Find each line of the records below that contains the string "covered" and copy it out in full. Letter case matters.

# start of Extracted information

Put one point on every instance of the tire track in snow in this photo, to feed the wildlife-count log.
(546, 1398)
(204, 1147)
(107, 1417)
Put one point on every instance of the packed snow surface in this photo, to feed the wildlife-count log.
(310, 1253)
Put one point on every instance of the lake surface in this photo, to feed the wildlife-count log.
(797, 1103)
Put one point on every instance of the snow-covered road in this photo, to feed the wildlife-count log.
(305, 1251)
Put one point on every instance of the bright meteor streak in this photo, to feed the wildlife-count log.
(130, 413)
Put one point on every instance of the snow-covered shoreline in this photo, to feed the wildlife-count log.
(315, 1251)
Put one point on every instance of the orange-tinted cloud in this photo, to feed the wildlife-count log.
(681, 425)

# end of Extracted information
# start of Extracted information

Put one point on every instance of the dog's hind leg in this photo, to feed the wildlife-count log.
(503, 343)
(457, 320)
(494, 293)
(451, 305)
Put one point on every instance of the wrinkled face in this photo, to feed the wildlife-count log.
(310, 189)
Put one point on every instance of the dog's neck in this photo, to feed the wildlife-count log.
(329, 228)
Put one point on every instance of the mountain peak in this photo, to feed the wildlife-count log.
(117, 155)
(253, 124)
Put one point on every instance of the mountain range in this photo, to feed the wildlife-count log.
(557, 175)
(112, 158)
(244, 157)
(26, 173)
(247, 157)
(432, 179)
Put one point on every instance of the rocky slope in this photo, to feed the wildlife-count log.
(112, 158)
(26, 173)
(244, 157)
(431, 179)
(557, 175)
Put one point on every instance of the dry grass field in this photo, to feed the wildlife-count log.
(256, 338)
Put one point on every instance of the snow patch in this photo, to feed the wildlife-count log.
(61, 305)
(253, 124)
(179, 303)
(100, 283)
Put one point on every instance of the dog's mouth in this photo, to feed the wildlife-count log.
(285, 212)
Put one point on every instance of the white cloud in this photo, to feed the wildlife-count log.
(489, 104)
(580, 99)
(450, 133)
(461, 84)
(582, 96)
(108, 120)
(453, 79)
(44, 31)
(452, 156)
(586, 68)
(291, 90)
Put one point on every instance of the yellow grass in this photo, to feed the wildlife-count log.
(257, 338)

# end of Extracted information
# start of Extracted information

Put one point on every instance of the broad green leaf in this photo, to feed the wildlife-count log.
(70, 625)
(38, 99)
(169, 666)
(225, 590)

# end of Extracted information

* **Response**:
Put one point on every instance of the snow-covered road in this photo, to feed the wildlife-count log.
Put one point on every instance of the snow-covered shoreline in this photo, to feed the wildlife-count log.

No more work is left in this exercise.